DOCUMENT PASSAGE below:

I have a curriculum planning wiki which I need to plan more with.
And a prod it and see what breaks wiki for trying out plugins and wikitext
Right. Every time I’ve had a leadership role on a committee, practically the first thing I do is to set up a TiddlyWiki with all of the bylaws, handbooks, and other regulatory text that’s out there, freelinked and filled out with metadata. Then the same wiki gets incoming communications and requests, agendas and meeting minutes, roles and terms of members, annual reports, etc. How anyone handles running an organization without TiddlyWiki, I do not know.
I can share, it’s not a problem but it’s in Brazilian Portuguese
I just need to wipe some personal notes
I use TiddlyWiki…
…to keep track of information I need to have on hand for work
…as a to do list
…for taking notes on reading
…for processing the brainstorming which I write by hand
…for tracking my reading progress across my books
…to produce web materials at Índice central — giffmex.org/b/, some as static htmls
…for the website for my wife and me https://giffmex.org
…for experimenting with new things produced by everyone here
…for documenting how to do things in TiddlyWiki, here: Documenting TW — a non-linear personal web notebook
I use TiddlyWiki to…
And many more various and sundry things…
I’m planning to begin taking my 10+ year records of Movie and TV Show viewing logs from a program named RedNotebook and convert them into Tiddlers so I can add Posters, DVD/Blu-Ray Cover Art, Screenshots, etc., and have the ability to easily add Comments, Notes, Reviews, whatever in fields so it’s all searchable. Thanks for the idea, @Lamnatos !
Oh, and @Springer – I LOVED your Tiddler with the Google Fonts - I have something similar (but much more crude) in one of my reference Tiddlers, but I’m going to steal borrow some ideas from yours
Also (maybe in a separate thread…?) could you perhaps explain a bit more or show some examples of how you did the Field as TextArea? – I’ve long desired to have this functionality as I have several TW’s that make use of Fields, some with ridiculously large amounts of text/HTML/CSS, and it’s a real pain when having to edit them, as you can only see the single line of content at once…
I’m sure the implementation is probably a very simple matter, but I’m just not seeing/getting it. I pasted the code into a Tiddler and it worked, of course, but the actual code itself then appears - How would I incorporate it globally so that I could use it in any Tiddler, and without the code showing?

End of DOCUMENT PASSAGE.
MATERIAL PROVIDED below:

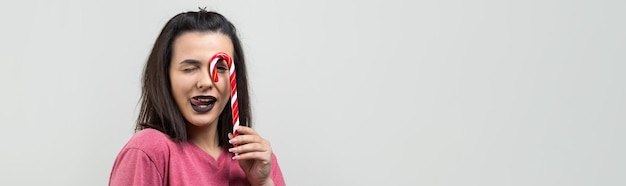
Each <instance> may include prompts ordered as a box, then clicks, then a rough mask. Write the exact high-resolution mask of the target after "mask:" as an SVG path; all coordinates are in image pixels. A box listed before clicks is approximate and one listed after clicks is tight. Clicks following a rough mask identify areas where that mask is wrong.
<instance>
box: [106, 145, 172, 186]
mask: <svg viewBox="0 0 626 186" xmlns="http://www.w3.org/2000/svg"><path fill="white" fill-rule="evenodd" d="M162 180H163V177H162V174H161V173H160V172H159V170H158V169H157V167H156V165H155V163H154V161H152V159H150V157H149V156H148V155H147V154H146V153H145V152H144V151H142V150H140V149H135V148H128V149H124V150H123V151H122V152H120V154H119V155H118V156H117V159H116V160H115V164H113V170H112V171H111V177H110V178H109V185H110V186H116V185H151V186H152V185H162V183H163V182H162Z"/></svg>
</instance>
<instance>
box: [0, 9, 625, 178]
mask: <svg viewBox="0 0 626 186" xmlns="http://www.w3.org/2000/svg"><path fill="white" fill-rule="evenodd" d="M205 6H206V7H207V9H208V10H214V11H218V12H220V13H222V14H224V15H225V16H226V17H227V18H228V19H230V20H231V21H232V22H233V23H234V24H235V25H236V27H237V28H238V29H239V31H240V35H241V39H242V42H243V45H244V50H245V51H246V54H247V59H248V62H249V64H248V65H249V74H250V83H251V90H252V99H253V100H252V103H253V114H254V121H255V122H254V124H255V128H256V129H257V130H258V131H259V132H260V133H261V134H262V136H263V137H265V138H267V139H269V140H270V142H271V143H272V146H273V149H274V152H275V153H276V155H277V156H278V160H279V163H280V165H281V168H282V171H283V174H284V176H285V178H286V181H287V183H288V184H289V185H481V186H482V185H493V186H501V185H520V186H525V185H568V186H570V185H626V178H625V177H624V175H626V159H625V158H624V157H626V137H625V136H626V135H625V133H626V125H625V124H626V98H625V97H626V96H625V95H626V34H624V33H626V11H624V10H625V9H626V1H618V0H612V1H611V0H603V1H597V0H596V1H592V0H588V1H565V0H563V1H559V0H531V1H496V0H478V1H464V0H444V1H399V0H396V1H389V0H385V1H357V0H351V1H330V0H328V1H307V2H300V1H239V0H237V1H189V2H182V1H164V0H161V1H122V0H115V1H84V0H62V1H43V0H39V1H37V0H30V1H3V2H1V3H0V25H1V28H2V29H1V31H0V33H1V34H0V52H1V55H0V61H1V63H0V64H1V65H0V82H1V87H2V91H1V96H0V105H1V107H0V109H1V110H0V111H1V112H0V124H1V127H0V143H1V146H0V147H1V150H2V151H1V153H0V185H106V184H107V182H108V178H109V174H110V171H111V168H112V165H113V161H114V159H115V157H116V155H117V154H118V152H119V151H120V149H121V148H122V146H123V145H124V144H125V143H126V142H127V140H128V139H129V138H130V137H131V136H132V134H133V129H134V122H135V119H136V116H137V114H138V100H139V95H140V76H141V72H142V68H143V65H144V63H145V61H146V59H147V56H148V53H149V51H150V49H151V47H152V44H153V43H154V40H155V38H156V36H157V34H158V33H159V32H160V29H161V28H162V27H163V25H164V24H165V23H166V21H167V20H168V19H169V18H171V17H172V16H174V15H175V14H178V13H181V12H185V11H197V10H198V8H197V7H205Z"/></svg>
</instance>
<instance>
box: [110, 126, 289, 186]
mask: <svg viewBox="0 0 626 186" xmlns="http://www.w3.org/2000/svg"><path fill="white" fill-rule="evenodd" d="M231 157H232V154H231V153H229V152H228V151H226V149H224V150H222V153H221V154H220V156H219V157H218V158H217V159H214V158H213V157H212V156H210V155H209V154H207V153H206V152H204V151H203V150H202V149H200V147H198V146H196V145H195V144H193V143H191V142H189V141H187V142H181V143H177V142H174V141H172V140H171V139H170V138H169V137H168V136H167V135H165V134H163V133H161V132H160V131H158V130H154V129H144V130H142V131H139V132H137V133H136V134H135V135H134V136H133V137H132V138H131V139H130V141H128V143H127V144H126V146H124V148H123V149H122V151H121V152H120V153H119V154H118V156H117V158H116V160H115V164H114V165H113V171H111V177H110V179H109V185H250V184H249V183H248V180H247V178H246V174H245V173H244V172H243V170H241V167H239V162H238V161H237V160H233V159H232V158H231ZM270 179H272V181H274V184H275V185H285V181H284V179H283V175H282V172H281V171H280V167H279V166H278V161H277V160H276V156H274V154H272V171H271V173H270Z"/></svg>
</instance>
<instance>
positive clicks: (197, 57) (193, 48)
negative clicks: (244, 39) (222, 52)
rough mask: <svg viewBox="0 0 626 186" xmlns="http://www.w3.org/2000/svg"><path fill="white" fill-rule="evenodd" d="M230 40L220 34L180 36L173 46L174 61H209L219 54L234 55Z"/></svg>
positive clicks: (172, 54)
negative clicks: (217, 53)
mask: <svg viewBox="0 0 626 186" xmlns="http://www.w3.org/2000/svg"><path fill="white" fill-rule="evenodd" d="M233 48H234V47H233V43H232V41H231V40H230V38H229V37H228V36H226V35H224V34H222V33H219V32H185V33H183V34H181V35H180V36H178V37H177V38H176V39H175V40H174V43H173V46H172V52H173V54H172V60H176V59H178V58H194V59H198V60H208V59H210V58H211V57H213V55H215V54H216V53H218V52H225V53H226V54H228V55H230V56H231V57H232V56H233V54H234V49H233Z"/></svg>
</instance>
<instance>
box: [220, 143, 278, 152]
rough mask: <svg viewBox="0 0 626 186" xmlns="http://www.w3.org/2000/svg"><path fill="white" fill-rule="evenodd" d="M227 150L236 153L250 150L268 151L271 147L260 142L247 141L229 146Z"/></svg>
mask: <svg viewBox="0 0 626 186" xmlns="http://www.w3.org/2000/svg"><path fill="white" fill-rule="evenodd" d="M228 151H229V152H232V153H236V154H244V153H250V152H270V151H271V148H270V147H268V146H266V145H263V144H260V143H248V144H245V145H239V146H237V147H233V148H230V149H228Z"/></svg>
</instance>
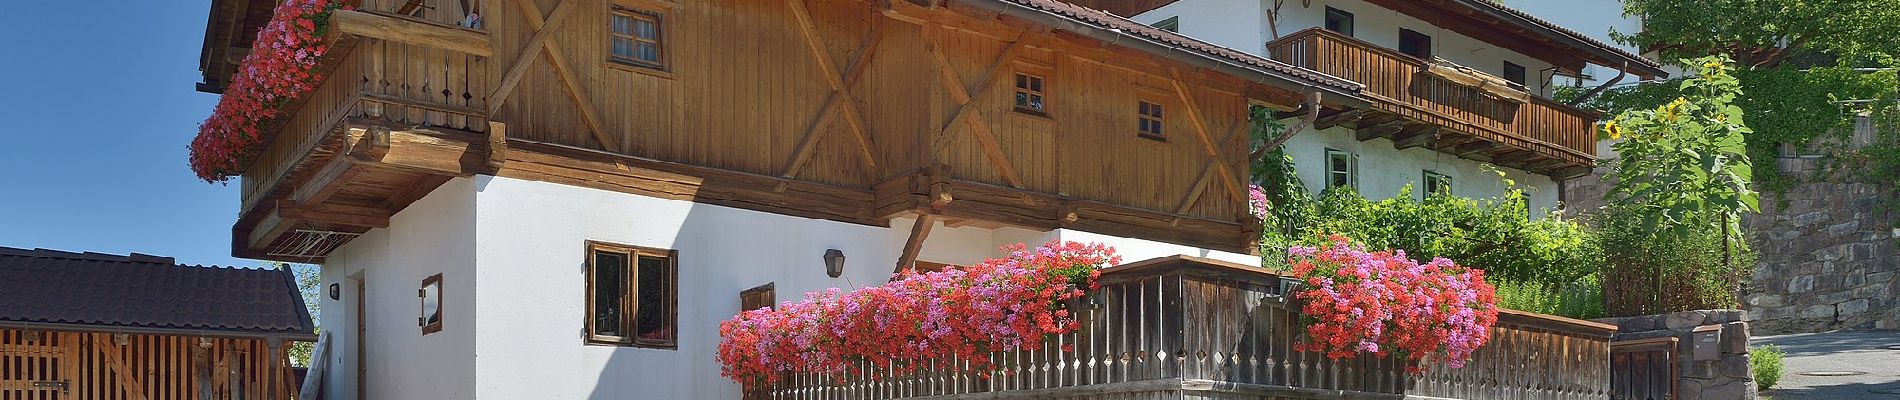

End of MATERIAL PROVIDED.

From the TiddlyWiki discussion, extract word for word the passage starting with "I have a curriculum" and going on through "do not know.".

> [SOLUTION TO THIS PROBLEM]:
I have a curriculum planning wiki which I need to plan more with.
And a prod it and see what breaks wiki for trying out plugins and wikitext
Right. Every time I’ve had a leadership role on a committee, practically the first thing I do is to set up a TiddlyWiki with all of the bylaws, handbooks, and other regulatory text that’s out there, freelinked and filled out with metadata. Then the same wiki gets incoming communications and requests, agendas and meeting minutes, roles and terms of members, annual reports, etc. How anyone handles running an organization without TiddlyWiki, I do not know.